Data in this exercise —
........
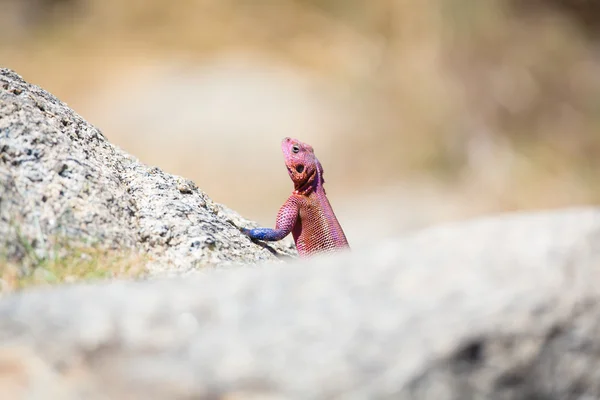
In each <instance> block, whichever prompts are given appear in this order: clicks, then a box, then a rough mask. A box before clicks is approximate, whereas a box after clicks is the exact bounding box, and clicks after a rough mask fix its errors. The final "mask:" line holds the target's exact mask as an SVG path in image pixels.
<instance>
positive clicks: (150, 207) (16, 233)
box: [0, 69, 295, 275]
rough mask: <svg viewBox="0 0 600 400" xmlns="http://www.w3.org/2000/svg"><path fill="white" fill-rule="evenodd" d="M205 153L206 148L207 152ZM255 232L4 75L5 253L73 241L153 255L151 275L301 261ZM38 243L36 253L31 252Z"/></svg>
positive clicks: (162, 173) (52, 100) (74, 242)
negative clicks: (56, 243) (137, 251)
mask: <svg viewBox="0 0 600 400" xmlns="http://www.w3.org/2000/svg"><path fill="white" fill-rule="evenodd" d="M199 151H200V153H199V156H201V155H202V154H201V150H199ZM236 225H237V226H252V225H253V224H252V223H250V222H248V221H245V220H243V219H242V218H241V217H240V216H239V215H238V214H237V213H235V212H233V211H232V210H229V209H227V208H226V207H224V206H222V205H219V204H216V203H214V202H213V201H212V200H211V199H210V198H209V197H208V196H207V195H206V194H205V193H204V192H202V191H201V190H200V189H198V188H197V187H196V185H195V184H194V183H193V182H190V181H188V180H185V179H183V178H180V177H176V176H173V175H169V174H167V173H165V172H163V171H161V170H160V169H158V168H153V167H149V166H146V165H144V164H141V163H140V162H139V161H138V160H136V159H135V158H134V157H132V156H130V155H128V154H126V153H125V152H123V151H121V150H120V149H118V148H116V147H115V146H113V145H111V144H110V143H109V142H108V141H107V140H106V139H105V137H104V136H103V135H102V133H101V132H100V131H99V130H98V129H96V128H95V127H93V126H92V125H90V124H89V123H87V122H86V121H85V120H84V119H83V118H81V117H80V116H79V115H77V114H76V113H75V112H74V111H72V110H71V109H70V108H68V107H67V106H66V105H65V104H64V103H62V102H61V101H59V100H58V99H57V98H55V97H54V96H52V95H51V94H49V93H47V92H46V91H44V90H43V89H40V88H39V87H37V86H34V85H30V84H28V83H27V82H25V81H23V79H22V78H21V77H19V76H18V75H17V74H15V73H14V72H12V71H10V70H7V69H0V250H1V251H2V253H3V254H5V255H7V256H8V257H10V258H13V259H19V258H21V257H23V254H24V252H25V251H31V248H32V249H33V251H35V252H36V253H37V254H38V256H41V257H43V256H44V255H45V254H46V252H47V251H48V250H49V248H51V246H52V243H53V242H55V241H56V240H57V238H58V240H63V239H65V238H66V239H67V240H68V241H69V242H71V243H75V242H77V243H86V244H92V245H102V246H109V247H113V248H120V249H123V248H125V249H132V250H134V251H140V252H142V253H145V254H149V255H150V256H151V259H152V260H153V262H152V263H150V264H149V269H150V272H153V273H157V274H174V275H180V274H182V273H185V272H187V271H190V270H193V269H196V268H198V267H202V266H219V265H226V264H230V263H244V264H245V263H256V262H260V261H268V260H275V259H277V258H278V256H280V257H285V256H289V255H294V254H295V250H294V249H293V244H292V242H291V241H290V240H288V241H285V242H284V243H276V244H273V245H272V246H269V248H266V247H261V246H258V245H256V244H253V243H252V242H251V241H249V240H248V239H247V238H246V237H245V236H243V235H241V234H240V232H239V230H238V229H237V228H236ZM30 246H31V248H30Z"/></svg>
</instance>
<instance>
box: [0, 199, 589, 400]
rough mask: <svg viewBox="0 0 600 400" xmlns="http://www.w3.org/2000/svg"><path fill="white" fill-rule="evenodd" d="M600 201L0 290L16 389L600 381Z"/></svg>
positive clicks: (32, 389)
mask: <svg viewBox="0 0 600 400" xmlns="http://www.w3.org/2000/svg"><path fill="white" fill-rule="evenodd" d="M599 281H600V211H599V210H594V209H590V210H570V211H564V212H556V213H545V214H536V215H513V216H504V217H498V218H496V219H488V220H481V221H474V222H471V223H465V224H462V225H456V226H446V227H441V228H437V229H433V230H429V231H425V232H423V233H421V234H419V235H417V236H414V237H412V238H408V239H405V240H396V241H390V242H388V243H384V244H382V245H381V246H379V247H378V248H375V249H373V250H372V251H368V252H360V251H355V252H353V253H351V254H339V255H337V256H336V257H329V258H322V259H313V260H309V261H304V262H302V263H297V264H292V265H289V266H286V267H285V268H260V269H245V268H242V269H236V270H206V271H205V272H204V273H203V274H202V275H201V276H199V277H195V278H193V279H187V280H182V279H172V280H159V281H150V282H140V283H113V284H107V285H102V286H76V287H63V288H56V289H52V290H43V291H42V290H40V291H37V292H30V293H22V294H17V295H13V296H11V297H9V298H7V299H5V300H3V301H2V302H0V389H4V393H0V397H1V398H18V397H17V396H20V395H26V394H27V395H29V396H30V397H28V398H33V399H43V398H72V399H80V398H81V399H104V398H110V399H132V398H137V399H146V398H153V399H183V398H186V399H188V398H207V399H213V398H227V399H247V398H252V399H256V398H261V399H266V398H268V399H279V398H294V399H326V398H334V397H335V398H345V399H366V398H393V399H399V398H419V399H435V400H443V399H478V398H479V399H534V398H535V399H548V400H550V399H557V400H558V399H570V398H579V399H584V398H585V399H588V398H589V399H591V398H598V397H600V386H599V385H598V382H599V381H600V372H599V371H600V370H599V369H598V368H597V366H598V363H599V362H600V356H599V355H598V354H600V353H599V352H598V348H600V303H599V301H600V291H599V290H598V289H597V287H598V282H599Z"/></svg>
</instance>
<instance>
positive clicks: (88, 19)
mask: <svg viewBox="0 0 600 400" xmlns="http://www.w3.org/2000/svg"><path fill="white" fill-rule="evenodd" d="M6 1H8V0H6ZM584 3H585V4H587V3H590V4H591V3H593V2H579V1H568V0H554V1H548V2H543V1H536V0H520V1H519V0H514V1H513V0H495V1H479V2H473V1H469V0H433V1H426V2H415V1H405V0H381V1H371V2H365V1H358V0H344V1H342V0H319V1H317V0H281V1H272V0H252V1H250V0H185V1H180V2H170V1H167V0H145V1H142V0H137V1H128V2H122V1H119V0H85V1H82V4H84V5H85V7H83V8H81V9H80V10H79V11H78V12H76V13H71V12H63V11H64V10H62V11H61V12H59V13H57V14H58V17H57V18H55V19H54V21H55V22H54V23H49V24H43V25H40V27H39V29H38V30H32V31H29V33H28V34H26V35H22V36H20V37H19V38H18V40H11V41H10V43H5V45H4V46H0V58H2V60H9V61H8V62H7V63H6V64H7V65H8V66H10V67H13V68H15V69H17V70H18V71H19V72H20V73H22V74H23V75H25V77H26V78H28V79H31V80H32V81H33V82H36V83H40V84H41V85H42V86H44V87H45V88H48V89H50V90H51V91H53V92H54V93H55V94H57V95H58V96H59V97H61V98H64V99H66V100H67V101H68V102H69V104H70V105H72V106H73V107H74V108H75V109H78V107H79V106H78V101H79V99H80V98H81V97H82V96H84V95H85V97H89V96H90V95H89V93H93V92H94V90H96V88H98V87H99V86H102V85H106V84H107V82H109V81H110V79H111V78H112V77H114V76H115V75H117V74H122V73H123V74H126V72H127V71H128V70H129V71H131V70H133V71H135V70H136V69H137V68H138V67H139V66H140V65H143V64H144V63H147V62H150V63H151V62H152V60H171V59H175V60H185V62H186V63H189V64H191V65H200V64H202V63H203V62H204V61H205V60H207V59H209V58H211V57H213V56H214V55H216V54H219V53H223V52H229V51H236V50H243V51H253V52H257V53H260V54H261V55H262V57H264V58H265V59H267V60H276V61H280V62H281V61H282V62H284V63H286V64H290V65H293V66H294V67H296V68H299V69H302V70H303V71H306V72H307V74H309V75H312V76H318V77H319V79H322V80H323V81H325V82H327V84H328V85H331V86H332V87H334V88H336V89H335V90H337V92H336V94H337V95H338V98H340V99H341V100H340V103H341V104H342V106H341V109H342V110H343V111H342V112H341V119H342V120H343V121H342V122H343V124H342V128H341V129H339V131H337V132H331V134H330V137H328V138H326V140H325V138H323V139H321V141H322V142H321V143H318V142H317V143H313V144H314V145H315V147H316V148H318V149H319V152H320V154H322V155H323V156H324V157H325V158H327V159H328V160H329V162H330V163H335V164H336V165H341V166H352V170H351V171H350V172H351V173H349V171H348V170H347V169H344V168H331V167H330V168H327V174H328V182H329V184H334V185H336V188H335V191H334V192H337V193H344V192H345V193H347V194H352V193H356V191H357V188H360V191H367V190H370V189H371V188H372V187H376V186H379V185H393V184H395V183H398V182H399V181H401V180H403V179H405V178H406V177H407V176H411V175H423V174H424V175H429V176H431V177H433V178H434V179H437V180H441V181H444V183H448V182H453V183H455V188H457V190H460V191H462V192H463V193H464V196H465V203H466V204H467V203H468V202H472V203H486V204H489V205H490V208H491V209H493V210H505V209H515V208H533V207H553V206H564V205H571V204H581V203H596V202H598V201H600V184H599V183H598V182H600V179H599V178H600V176H599V173H598V171H600V134H598V132H600V61H599V60H598V57H597V56H596V54H595V53H596V50H595V49H596V48H597V45H598V43H597V35H596V34H595V32H596V31H597V30H596V28H595V27H594V20H593V19H590V18H589V16H590V15H592V14H594V13H593V12H592V11H594V10H595V8H594V9H592V10H586V9H585V8H584V9H583V10H582V7H585V5H584ZM594 15H596V14H594ZM31 32H33V33H31ZM3 37H9V36H7V35H4V36H3ZM84 116H85V114H84ZM93 122H95V121H93ZM100 125H101V122H100ZM101 127H102V126H101ZM198 131H202V127H198ZM125 134H131V133H129V132H127V133H125V132H118V131H111V132H109V137H111V138H112V140H115V141H116V142H117V143H119V141H120V139H119V138H120V137H121V135H123V136H124V135H125ZM170 134H171V135H172V136H173V137H176V134H175V133H174V132H170ZM137 135H138V136H135V137H136V138H137V137H139V138H143V135H144V132H139V133H138V134H137ZM282 135H283V134H282ZM240 139H241V140H246V141H248V142H249V141H250V140H251V139H246V138H244V132H240ZM203 140H204V141H203V146H204V147H210V146H211V144H210V136H207V137H206V138H203ZM317 140H319V138H317ZM132 143H134V145H135V146H137V147H130V148H129V150H130V151H131V152H133V153H134V154H136V155H139V156H141V157H142V158H143V159H144V160H145V161H149V162H151V163H156V164H157V165H163V164H168V160H167V161H166V160H165V158H169V157H170V158H173V159H178V161H180V164H181V165H184V166H185V167H182V169H180V170H172V171H171V172H175V173H178V174H181V175H185V176H187V177H190V178H192V179H194V180H196V181H197V182H198V183H199V184H200V185H201V186H202V187H203V188H204V189H206V190H208V191H209V194H211V195H212V196H215V197H216V198H218V199H219V200H220V201H223V202H225V203H227V204H228V205H230V206H232V207H233V208H235V209H238V210H240V211H243V212H252V211H256V212H258V209H256V210H253V209H251V208H250V207H247V205H248V201H247V199H246V198H243V197H242V196H240V194H239V191H236V190H234V189H232V187H233V186H235V185H231V184H227V183H224V182H235V176H236V174H238V171H240V170H245V171H248V173H249V175H251V176H256V175H259V174H260V172H259V171H258V170H256V171H253V170H251V169H250V166H248V165H246V164H244V161H245V160H243V159H240V160H231V159H230V158H231V157H229V156H228V155H227V154H213V153H211V154H203V155H202V157H197V155H196V153H197V151H192V152H187V150H188V149H189V148H190V146H189V143H188V142H187V141H186V140H184V141H182V142H177V141H176V140H173V141H172V144H170V145H171V146H173V148H172V149H170V148H168V146H164V147H162V148H160V152H156V151H154V150H147V149H145V148H144V140H142V139H140V140H133V141H132ZM331 144H333V145H331ZM327 146H329V147H327ZM264 151H267V150H264ZM188 153H190V155H189V156H188V155H186V154H188ZM207 153H210V152H207ZM257 156H258V157H260V155H257ZM209 157H213V158H215V159H214V160H211V159H209ZM219 157H220V161H219V159H218V158H219ZM182 158H186V160H181V159H182ZM199 158H200V160H199ZM202 160H206V163H209V164H210V163H213V164H216V165H229V166H230V169H231V171H227V170H225V169H222V168H219V169H218V171H215V169H213V168H207V167H206V166H204V167H203V166H202V165H201V164H200V162H201V161H202ZM236 163H237V164H236ZM194 165H196V166H197V167H195V168H194V167H193V166H194ZM198 165H200V166H198ZM253 185H256V186H253V193H257V194H259V193H265V198H264V199H257V201H256V202H255V203H256V204H257V205H256V207H257V208H258V207H263V208H261V209H260V210H261V211H264V212H266V213H269V215H270V214H271V213H272V211H269V210H273V209H276V207H277V206H278V204H276V203H277V202H279V200H280V199H278V198H276V196H271V197H275V198H271V197H268V196H269V195H270V194H272V193H273V190H274V189H273V187H271V186H269V183H268V182H265V183H264V184H263V183H260V182H256V183H253ZM258 185H264V186H258ZM263 200H266V201H263ZM466 206H467V207H469V205H468V204H467V205H466ZM250 215H253V214H250Z"/></svg>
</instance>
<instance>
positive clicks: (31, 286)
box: [0, 246, 147, 294]
mask: <svg viewBox="0 0 600 400" xmlns="http://www.w3.org/2000/svg"><path fill="white" fill-rule="evenodd" d="M146 262H147V259H146V258H145V257H143V256H140V255H137V254H133V253H132V252H126V251H115V250H107V249H100V248H91V247H72V246H61V247H60V248H57V249H56V250H55V251H54V252H52V254H51V255H49V256H47V257H44V258H39V257H38V256H36V255H35V252H33V250H31V251H29V252H28V253H27V255H26V256H25V257H24V258H23V259H22V260H20V261H19V262H14V261H12V262H11V261H8V260H6V259H4V260H0V293H1V294H6V293H11V292H14V291H17V290H21V289H24V288H28V287H33V286H46V285H55V284H61V283H74V282H84V281H86V282H87V281H95V280H102V279H133V278H139V277H142V276H143V275H144V274H145V272H146V269H145V265H146Z"/></svg>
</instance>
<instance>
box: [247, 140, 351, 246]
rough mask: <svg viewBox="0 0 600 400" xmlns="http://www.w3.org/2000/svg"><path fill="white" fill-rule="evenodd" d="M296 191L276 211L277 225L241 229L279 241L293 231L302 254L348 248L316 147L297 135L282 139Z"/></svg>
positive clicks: (282, 149)
mask: <svg viewBox="0 0 600 400" xmlns="http://www.w3.org/2000/svg"><path fill="white" fill-rule="evenodd" d="M281 150H282V151H283V156H284V159H285V165H286V167H287V170H288V173H289V175H290V178H292V181H293V182H294V191H293V192H292V195H291V196H290V197H289V198H288V199H287V201H286V202H285V203H284V204H283V206H282V207H281V208H280V209H279V213H278V214H277V222H276V224H275V229H270V228H257V229H245V228H243V229H242V232H243V233H245V234H246V235H248V236H249V237H250V238H252V239H258V240H266V241H277V240H281V239H283V238H284V237H286V236H287V235H288V234H289V233H290V232H291V233H292V236H293V237H294V242H296V248H297V249H298V254H300V257H308V256H311V255H313V254H316V253H325V252H334V251H337V250H341V249H347V248H349V247H350V246H348V240H346V235H344V231H343V230H342V227H341V226H340V223H339V222H338V220H337V218H336V217H335V214H334V213H333V209H332V208H331V204H329V200H327V196H326V195H325V188H324V187H323V183H325V180H324V179H323V167H321V163H319V160H317V158H316V157H315V153H314V151H313V148H312V147H311V146H310V145H308V144H305V143H302V142H300V141H298V140H296V139H291V138H285V139H283V141H282V142H281Z"/></svg>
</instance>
........
Exercise prompt — Work through the entries, filtering for the string "positive", and copy each line that holds it.

Output of the task —
positive clicks: (150, 207) (16, 233)
positive clicks: (162, 173) (52, 100) (74, 242)
positive clicks: (32, 389)
positive clicks: (88, 19)
positive clicks: (31, 286)
positive clicks: (282, 149)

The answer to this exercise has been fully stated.